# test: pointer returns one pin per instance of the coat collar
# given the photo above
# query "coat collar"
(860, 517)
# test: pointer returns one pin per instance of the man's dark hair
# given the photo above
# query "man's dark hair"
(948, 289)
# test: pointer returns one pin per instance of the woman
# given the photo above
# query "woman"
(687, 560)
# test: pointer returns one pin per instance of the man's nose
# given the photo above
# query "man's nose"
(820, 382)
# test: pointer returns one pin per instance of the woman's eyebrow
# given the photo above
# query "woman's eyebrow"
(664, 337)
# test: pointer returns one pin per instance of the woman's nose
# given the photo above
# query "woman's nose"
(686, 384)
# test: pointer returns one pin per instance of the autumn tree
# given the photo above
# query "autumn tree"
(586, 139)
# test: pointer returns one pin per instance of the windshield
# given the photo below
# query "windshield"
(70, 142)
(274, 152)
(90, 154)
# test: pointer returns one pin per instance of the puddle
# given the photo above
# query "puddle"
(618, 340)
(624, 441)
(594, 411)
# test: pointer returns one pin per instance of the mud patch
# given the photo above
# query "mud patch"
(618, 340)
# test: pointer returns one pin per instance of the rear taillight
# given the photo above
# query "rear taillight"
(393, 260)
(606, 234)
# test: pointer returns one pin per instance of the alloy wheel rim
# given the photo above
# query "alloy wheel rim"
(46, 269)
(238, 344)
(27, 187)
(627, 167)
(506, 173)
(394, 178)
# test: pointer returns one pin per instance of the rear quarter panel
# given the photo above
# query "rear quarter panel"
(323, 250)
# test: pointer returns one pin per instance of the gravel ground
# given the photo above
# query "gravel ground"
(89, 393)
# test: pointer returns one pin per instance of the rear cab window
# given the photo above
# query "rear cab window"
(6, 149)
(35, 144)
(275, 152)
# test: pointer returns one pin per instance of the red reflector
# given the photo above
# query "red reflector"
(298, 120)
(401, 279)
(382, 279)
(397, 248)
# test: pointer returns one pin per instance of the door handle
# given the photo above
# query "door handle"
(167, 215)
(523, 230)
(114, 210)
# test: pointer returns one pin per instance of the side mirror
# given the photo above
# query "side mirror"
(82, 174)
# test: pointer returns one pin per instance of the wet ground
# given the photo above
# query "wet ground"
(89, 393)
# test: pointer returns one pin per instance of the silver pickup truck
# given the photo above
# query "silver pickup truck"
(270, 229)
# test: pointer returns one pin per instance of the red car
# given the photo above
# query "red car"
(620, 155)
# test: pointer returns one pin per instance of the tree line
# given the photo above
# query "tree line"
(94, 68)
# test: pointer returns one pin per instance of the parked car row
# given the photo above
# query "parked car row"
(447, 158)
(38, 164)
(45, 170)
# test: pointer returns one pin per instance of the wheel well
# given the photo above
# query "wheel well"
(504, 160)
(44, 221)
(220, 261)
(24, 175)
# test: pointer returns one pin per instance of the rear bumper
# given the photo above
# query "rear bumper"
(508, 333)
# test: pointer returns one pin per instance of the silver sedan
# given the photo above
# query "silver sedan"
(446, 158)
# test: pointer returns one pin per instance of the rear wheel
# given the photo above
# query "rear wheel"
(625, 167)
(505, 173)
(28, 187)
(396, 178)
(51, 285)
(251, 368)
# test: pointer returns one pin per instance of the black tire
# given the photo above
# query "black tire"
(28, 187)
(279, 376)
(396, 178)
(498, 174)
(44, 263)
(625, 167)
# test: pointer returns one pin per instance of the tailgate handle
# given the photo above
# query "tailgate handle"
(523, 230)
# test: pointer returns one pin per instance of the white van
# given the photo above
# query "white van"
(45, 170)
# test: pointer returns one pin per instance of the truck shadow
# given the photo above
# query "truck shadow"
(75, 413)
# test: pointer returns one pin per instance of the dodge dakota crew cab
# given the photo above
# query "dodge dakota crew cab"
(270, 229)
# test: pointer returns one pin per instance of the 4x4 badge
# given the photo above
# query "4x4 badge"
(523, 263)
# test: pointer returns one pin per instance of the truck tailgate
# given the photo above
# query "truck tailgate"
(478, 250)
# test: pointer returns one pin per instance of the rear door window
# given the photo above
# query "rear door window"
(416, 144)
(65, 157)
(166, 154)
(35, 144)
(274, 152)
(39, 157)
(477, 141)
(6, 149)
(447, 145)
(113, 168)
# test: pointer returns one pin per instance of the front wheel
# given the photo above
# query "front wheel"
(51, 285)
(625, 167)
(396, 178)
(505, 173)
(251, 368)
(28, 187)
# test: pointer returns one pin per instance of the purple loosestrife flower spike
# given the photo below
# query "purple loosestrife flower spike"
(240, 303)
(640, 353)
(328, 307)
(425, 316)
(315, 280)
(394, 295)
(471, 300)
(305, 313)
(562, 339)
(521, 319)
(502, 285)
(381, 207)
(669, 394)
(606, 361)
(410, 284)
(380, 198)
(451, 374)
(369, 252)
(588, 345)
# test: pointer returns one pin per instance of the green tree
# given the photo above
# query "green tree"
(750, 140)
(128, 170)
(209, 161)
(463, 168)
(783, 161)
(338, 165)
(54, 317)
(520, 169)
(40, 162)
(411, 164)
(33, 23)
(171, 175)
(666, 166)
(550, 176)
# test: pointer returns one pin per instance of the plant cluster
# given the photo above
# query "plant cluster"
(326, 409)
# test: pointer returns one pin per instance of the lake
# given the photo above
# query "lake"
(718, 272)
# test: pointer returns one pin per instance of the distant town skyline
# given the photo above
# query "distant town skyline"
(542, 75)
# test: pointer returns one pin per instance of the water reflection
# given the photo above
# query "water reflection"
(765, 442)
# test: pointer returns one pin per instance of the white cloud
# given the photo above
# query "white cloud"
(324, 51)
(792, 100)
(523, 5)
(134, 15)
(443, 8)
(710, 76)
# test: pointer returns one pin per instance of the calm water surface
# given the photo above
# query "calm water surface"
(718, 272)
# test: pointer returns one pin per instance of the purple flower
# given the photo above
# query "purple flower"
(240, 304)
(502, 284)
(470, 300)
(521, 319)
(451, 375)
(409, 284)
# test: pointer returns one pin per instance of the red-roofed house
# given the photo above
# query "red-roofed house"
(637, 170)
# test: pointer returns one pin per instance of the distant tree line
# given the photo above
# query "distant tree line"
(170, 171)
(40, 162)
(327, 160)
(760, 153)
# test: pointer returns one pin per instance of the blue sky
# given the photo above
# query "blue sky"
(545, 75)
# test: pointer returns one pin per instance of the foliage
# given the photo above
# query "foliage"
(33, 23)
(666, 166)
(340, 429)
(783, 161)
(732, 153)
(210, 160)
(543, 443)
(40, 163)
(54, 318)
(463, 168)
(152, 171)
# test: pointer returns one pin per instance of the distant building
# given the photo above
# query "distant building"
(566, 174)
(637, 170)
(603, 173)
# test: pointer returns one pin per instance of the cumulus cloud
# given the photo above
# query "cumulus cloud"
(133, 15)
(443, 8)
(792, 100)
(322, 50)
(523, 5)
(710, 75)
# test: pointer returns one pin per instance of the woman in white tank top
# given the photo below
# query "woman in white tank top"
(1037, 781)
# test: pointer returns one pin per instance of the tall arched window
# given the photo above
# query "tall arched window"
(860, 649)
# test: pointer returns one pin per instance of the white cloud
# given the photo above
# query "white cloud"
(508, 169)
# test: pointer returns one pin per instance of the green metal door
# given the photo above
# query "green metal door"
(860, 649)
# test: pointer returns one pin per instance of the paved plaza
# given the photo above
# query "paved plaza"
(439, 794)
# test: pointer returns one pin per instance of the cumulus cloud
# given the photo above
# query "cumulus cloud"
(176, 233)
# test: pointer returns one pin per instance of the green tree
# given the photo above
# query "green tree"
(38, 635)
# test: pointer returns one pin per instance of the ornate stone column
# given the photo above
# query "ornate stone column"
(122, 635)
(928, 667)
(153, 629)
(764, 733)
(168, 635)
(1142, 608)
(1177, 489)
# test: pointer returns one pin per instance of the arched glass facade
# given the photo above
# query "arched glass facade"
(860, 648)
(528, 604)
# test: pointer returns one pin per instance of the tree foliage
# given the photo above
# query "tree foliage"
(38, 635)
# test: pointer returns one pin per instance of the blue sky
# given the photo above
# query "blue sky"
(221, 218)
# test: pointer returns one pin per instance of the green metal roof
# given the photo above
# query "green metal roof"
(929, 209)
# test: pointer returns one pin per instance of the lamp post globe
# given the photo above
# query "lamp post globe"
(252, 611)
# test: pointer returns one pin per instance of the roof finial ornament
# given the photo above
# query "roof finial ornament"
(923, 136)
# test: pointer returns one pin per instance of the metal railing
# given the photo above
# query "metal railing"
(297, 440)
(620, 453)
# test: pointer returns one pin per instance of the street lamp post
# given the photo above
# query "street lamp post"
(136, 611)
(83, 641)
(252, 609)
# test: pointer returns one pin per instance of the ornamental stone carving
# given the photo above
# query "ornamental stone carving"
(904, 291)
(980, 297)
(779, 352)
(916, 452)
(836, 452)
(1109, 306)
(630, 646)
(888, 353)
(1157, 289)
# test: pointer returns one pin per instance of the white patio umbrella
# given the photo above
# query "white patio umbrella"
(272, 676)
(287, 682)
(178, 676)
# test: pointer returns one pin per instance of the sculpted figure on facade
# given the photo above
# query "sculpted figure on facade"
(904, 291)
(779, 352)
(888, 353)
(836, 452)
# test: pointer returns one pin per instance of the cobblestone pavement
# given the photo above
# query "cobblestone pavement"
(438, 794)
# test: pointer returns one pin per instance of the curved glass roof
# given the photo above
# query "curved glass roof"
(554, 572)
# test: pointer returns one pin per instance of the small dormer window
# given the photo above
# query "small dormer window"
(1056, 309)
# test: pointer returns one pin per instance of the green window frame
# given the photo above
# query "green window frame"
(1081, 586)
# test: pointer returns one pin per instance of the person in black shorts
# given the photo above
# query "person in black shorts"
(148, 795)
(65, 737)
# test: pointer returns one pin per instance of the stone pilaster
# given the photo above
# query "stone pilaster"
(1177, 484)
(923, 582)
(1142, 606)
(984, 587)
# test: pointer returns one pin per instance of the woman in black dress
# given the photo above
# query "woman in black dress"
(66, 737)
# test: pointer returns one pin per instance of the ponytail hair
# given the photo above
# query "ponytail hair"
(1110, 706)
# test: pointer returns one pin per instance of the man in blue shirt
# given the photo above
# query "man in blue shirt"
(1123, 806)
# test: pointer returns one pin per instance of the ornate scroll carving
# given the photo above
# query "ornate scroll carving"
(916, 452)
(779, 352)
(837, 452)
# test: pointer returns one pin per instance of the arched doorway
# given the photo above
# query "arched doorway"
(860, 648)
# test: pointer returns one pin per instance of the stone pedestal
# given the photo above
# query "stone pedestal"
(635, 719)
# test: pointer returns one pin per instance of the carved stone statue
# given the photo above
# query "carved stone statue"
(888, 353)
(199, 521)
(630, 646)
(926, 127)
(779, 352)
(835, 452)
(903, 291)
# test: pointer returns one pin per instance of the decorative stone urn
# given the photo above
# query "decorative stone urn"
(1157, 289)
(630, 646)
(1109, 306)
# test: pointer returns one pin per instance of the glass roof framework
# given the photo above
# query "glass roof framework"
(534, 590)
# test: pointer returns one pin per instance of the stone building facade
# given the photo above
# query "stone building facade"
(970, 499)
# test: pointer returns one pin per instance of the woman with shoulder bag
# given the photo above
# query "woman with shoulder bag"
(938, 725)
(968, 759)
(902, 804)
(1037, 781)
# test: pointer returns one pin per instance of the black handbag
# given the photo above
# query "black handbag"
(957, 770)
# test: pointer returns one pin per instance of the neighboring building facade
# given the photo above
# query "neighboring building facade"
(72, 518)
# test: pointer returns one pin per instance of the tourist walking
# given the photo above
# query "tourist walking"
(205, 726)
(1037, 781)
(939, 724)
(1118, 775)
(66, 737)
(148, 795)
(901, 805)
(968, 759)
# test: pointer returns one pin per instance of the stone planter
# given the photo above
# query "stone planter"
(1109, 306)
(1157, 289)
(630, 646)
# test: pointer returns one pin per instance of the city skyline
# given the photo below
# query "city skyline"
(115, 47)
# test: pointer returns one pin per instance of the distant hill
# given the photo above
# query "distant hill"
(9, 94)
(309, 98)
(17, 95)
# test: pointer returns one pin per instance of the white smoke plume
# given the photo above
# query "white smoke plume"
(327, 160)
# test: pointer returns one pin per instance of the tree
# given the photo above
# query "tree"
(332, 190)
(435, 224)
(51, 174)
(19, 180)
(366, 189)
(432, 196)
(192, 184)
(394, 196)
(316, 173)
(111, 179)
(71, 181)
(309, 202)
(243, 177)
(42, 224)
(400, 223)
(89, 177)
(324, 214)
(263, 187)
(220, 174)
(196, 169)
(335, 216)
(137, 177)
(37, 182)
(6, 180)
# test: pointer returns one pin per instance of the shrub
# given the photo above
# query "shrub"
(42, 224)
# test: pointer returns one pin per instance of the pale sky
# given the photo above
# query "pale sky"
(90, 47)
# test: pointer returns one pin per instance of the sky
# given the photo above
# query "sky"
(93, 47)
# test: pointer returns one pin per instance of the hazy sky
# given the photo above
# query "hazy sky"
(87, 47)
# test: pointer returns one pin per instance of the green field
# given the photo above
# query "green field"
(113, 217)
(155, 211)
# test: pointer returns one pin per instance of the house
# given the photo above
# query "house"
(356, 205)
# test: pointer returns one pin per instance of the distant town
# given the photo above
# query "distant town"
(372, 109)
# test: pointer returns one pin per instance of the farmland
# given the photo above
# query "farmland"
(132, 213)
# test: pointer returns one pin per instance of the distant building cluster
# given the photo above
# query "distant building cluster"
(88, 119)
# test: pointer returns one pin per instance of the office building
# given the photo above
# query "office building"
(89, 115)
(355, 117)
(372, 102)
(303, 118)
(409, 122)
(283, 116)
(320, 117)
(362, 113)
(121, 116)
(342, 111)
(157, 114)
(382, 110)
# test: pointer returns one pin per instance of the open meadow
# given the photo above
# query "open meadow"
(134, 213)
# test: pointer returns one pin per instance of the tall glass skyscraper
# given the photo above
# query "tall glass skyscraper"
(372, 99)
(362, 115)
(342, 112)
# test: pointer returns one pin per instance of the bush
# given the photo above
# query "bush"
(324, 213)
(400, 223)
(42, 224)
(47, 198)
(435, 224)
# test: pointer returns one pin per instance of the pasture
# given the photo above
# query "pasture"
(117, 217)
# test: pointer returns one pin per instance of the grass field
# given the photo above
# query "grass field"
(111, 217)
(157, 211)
☆ ☆ ☆
__TASK OBJECTIVE__
Reproduce, exactly and with nothing added, the lines from the one that includes "# test: pointer returns one pin per instance of the farmland" through the last line of the material.

__EXERCISE SOLUTION__
# test: pointer returns one pin per instance of the farmland
# given the photo above
# query "farmland"
(132, 213)
# test: pointer returns one pin per instance of the distant building cluster
# given the photo above
# query "distant building cluster"
(88, 119)
# test: pointer returns one pin per instance of the office building
# given the photo above
# query "office building"
(89, 115)
(355, 117)
(372, 102)
(303, 118)
(409, 122)
(283, 116)
(320, 117)
(362, 113)
(121, 116)
(342, 111)
(157, 114)
(382, 110)
# test: pointer returns one pin per instance of the open meadow
# given the photo above
# query "open meadow"
(134, 213)
# test: pointer returns one pin per instance of the tall glass skyscraper
# given the photo above
# query "tall glass skyscraper"
(372, 99)
(362, 115)
(342, 112)
# test: pointer returns one pin per instance of the bush
# given the photo above
# query "bush"
(324, 213)
(400, 223)
(42, 224)
(47, 198)
(435, 224)
# test: pointer returns one pin per instance of the pasture
# given the photo above
# query "pasture"
(117, 217)
# test: pointer returns one pin per instance of the grass field
# given the photo above
# query "grass field"
(111, 217)
(157, 211)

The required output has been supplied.